• **What the task requires**: Copy every line of the items below without changing anything.

Records from a collection:
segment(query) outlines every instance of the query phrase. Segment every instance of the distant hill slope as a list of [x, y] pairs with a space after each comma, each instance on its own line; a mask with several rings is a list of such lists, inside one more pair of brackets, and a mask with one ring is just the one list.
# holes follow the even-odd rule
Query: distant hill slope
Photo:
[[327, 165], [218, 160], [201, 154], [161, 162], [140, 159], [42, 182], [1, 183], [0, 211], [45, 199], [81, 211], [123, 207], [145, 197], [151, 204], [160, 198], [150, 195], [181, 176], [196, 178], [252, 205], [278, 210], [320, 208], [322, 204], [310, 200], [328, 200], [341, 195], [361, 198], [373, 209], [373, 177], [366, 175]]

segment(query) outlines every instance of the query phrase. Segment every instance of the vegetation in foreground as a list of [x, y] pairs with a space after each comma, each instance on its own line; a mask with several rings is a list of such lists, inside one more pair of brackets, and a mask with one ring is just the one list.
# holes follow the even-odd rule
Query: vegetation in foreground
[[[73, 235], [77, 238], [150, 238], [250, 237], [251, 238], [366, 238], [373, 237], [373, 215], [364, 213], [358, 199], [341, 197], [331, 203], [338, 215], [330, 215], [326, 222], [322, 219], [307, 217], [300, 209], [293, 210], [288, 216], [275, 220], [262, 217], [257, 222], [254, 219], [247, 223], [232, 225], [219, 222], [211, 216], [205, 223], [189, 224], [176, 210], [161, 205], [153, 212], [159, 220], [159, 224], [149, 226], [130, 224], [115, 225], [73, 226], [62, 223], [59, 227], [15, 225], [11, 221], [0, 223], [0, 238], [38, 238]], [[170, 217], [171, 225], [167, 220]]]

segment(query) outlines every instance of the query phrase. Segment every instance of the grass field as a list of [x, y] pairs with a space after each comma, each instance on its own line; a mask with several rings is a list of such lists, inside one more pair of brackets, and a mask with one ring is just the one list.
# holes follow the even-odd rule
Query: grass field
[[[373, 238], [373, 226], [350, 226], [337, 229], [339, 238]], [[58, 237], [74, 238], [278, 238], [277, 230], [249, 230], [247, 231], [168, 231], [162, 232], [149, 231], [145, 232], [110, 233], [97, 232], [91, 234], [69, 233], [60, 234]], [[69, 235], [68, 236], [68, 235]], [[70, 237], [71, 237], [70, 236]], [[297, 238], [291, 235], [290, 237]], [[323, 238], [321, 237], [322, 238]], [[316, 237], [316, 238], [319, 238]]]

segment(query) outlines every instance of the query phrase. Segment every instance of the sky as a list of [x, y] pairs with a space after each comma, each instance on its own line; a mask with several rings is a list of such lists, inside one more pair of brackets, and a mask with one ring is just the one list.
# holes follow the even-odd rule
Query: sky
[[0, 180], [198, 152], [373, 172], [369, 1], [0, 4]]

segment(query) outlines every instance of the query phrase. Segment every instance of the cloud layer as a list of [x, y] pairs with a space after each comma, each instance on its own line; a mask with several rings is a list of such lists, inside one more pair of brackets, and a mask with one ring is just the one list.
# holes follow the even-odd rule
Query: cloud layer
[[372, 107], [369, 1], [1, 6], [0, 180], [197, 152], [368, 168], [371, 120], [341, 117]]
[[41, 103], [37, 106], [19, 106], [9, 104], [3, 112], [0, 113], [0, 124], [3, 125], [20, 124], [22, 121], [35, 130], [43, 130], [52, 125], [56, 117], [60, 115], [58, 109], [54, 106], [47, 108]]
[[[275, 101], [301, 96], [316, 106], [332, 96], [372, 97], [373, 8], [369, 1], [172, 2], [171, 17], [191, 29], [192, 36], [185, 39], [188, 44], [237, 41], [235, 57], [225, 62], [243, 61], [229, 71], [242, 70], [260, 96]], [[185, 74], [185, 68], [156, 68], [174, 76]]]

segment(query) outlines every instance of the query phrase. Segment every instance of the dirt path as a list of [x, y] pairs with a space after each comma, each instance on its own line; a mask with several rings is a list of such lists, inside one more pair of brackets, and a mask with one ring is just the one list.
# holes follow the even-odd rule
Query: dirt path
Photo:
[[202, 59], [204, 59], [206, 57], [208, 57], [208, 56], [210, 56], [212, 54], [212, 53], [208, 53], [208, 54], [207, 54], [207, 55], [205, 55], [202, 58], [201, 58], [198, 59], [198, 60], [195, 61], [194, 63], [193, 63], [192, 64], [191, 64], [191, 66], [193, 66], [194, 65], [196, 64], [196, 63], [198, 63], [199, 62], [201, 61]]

• **Reply**:
segment(query) outlines every instance of the query phrase. Segment every instance of the distant hill slope as a list of [x, y] pairs with a space after each comma, each instance on its own line; a mask with several rings is a list of such lists, inside one more pair of brackets, and a mask with one ring is just the one list.
# holes follow the even-odd rule
Query: distant hill slope
Photo:
[[327, 165], [218, 160], [201, 154], [161, 162], [140, 159], [42, 182], [1, 183], [0, 211], [45, 199], [81, 211], [123, 207], [145, 197], [151, 204], [160, 198], [150, 195], [181, 176], [196, 178], [252, 205], [278, 210], [320, 208], [322, 204], [310, 200], [328, 200], [341, 195], [361, 198], [373, 209], [373, 177], [366, 175]]

segment(query) outlines every instance of the query phrase. Segment every instance of the vegetation in foreground as a list of [x, y] pairs with a space after each comma, each instance on its own line; a mask with several rings is a list of such lists, inside one more pair of brackets, and a mask with one ring is just the one list.
# holes follow the even-odd rule
Query: vegetation in foreground
[[[73, 235], [77, 238], [150, 238], [250, 237], [251, 238], [366, 238], [373, 237], [373, 215], [364, 213], [358, 199], [341, 197], [331, 203], [338, 215], [330, 215], [326, 222], [322, 219], [307, 217], [300, 209], [293, 210], [288, 216], [275, 220], [262, 217], [257, 222], [254, 219], [247, 223], [232, 225], [219, 222], [211, 216], [205, 223], [189, 224], [176, 210], [161, 205], [153, 212], [159, 220], [159, 224], [149, 226], [130, 224], [115, 225], [73, 226], [62, 223], [59, 227], [15, 225], [11, 221], [0, 223], [0, 238], [38, 238]], [[170, 217], [171, 225], [167, 220]]]

segment(query) outlines every instance of the query phrase. Segment every instance of the grass field as a list of [x, y] pairs with a space after each comma, each instance on its own line; a mask with several rings is a list of such lists, inside one more pair of brackets, and a mask with one ring is just the one list.
# holes follow the even-odd rule
Query: grass field
[[[373, 238], [373, 226], [350, 226], [337, 229], [339, 238]], [[58, 237], [74, 238], [278, 238], [277, 230], [249, 230], [247, 231], [168, 231], [162, 232], [149, 231], [145, 232], [110, 233], [97, 232], [91, 234], [69, 233], [60, 234]], [[69, 235], [68, 236], [68, 235]], [[70, 237], [71, 237], [70, 236]], [[297, 238], [291, 235], [290, 237]], [[323, 238], [321, 237], [322, 238]], [[316, 237], [316, 238], [319, 238]]]

segment(query) outlines every instance of the query phrase. Segment every instance of the sky as a list of [x, y] pairs with a space after each comma, each instance on its own line; a mask with several rings is a list of such lists, inside one more pair of brackets, and a mask with one ring is just the one list.
# holes follow the even-odd rule
Query: sky
[[0, 180], [198, 152], [373, 172], [369, 1], [0, 4]]

segment(query) outlines every instance of the query phrase. Segment every instance of the cloud layer as a list of [x, y] pairs with a space after each comma, each instance on its own line; a mask with several rings is a list of such lists, inside one more pair of brackets, and a mask with one ring is just the one list.
# holes follow the even-odd rule
Query: cloud layer
[[372, 107], [369, 1], [1, 6], [0, 180], [197, 152], [368, 168], [371, 120], [341, 117]]
[[41, 103], [37, 106], [19, 106], [9, 104], [3, 112], [0, 113], [0, 124], [3, 125], [20, 124], [22, 121], [35, 130], [43, 130], [52, 125], [56, 117], [60, 115], [58, 109], [54, 106], [47, 108]]
[[[275, 101], [301, 96], [316, 106], [332, 96], [372, 97], [373, 8], [369, 1], [172, 2], [171, 17], [191, 29], [192, 36], [185, 39], [188, 44], [237, 41], [235, 57], [225, 62], [243, 61], [229, 71], [242, 70], [260, 96]], [[185, 74], [185, 68], [156, 68], [174, 76]]]

segment(query) outlines every instance of the query phrase. Segment every instance of the dirt path as a list of [x, y] pairs with a space after each comma, each instance on its own line; a mask with several rings is a list of such lists, inside one more pair of brackets, and a mask with one ring is just the one list.
# holes follow the even-odd rule
Query: dirt path
Photo:
[[202, 59], [204, 59], [206, 57], [208, 57], [208, 56], [210, 56], [212, 54], [212, 53], [208, 53], [208, 54], [207, 54], [207, 55], [205, 55], [202, 58], [201, 58], [198, 59], [198, 60], [195, 61], [194, 63], [193, 63], [192, 64], [191, 64], [191, 66], [193, 66], [194, 65], [196, 64], [196, 63], [198, 63], [199, 62], [201, 61]]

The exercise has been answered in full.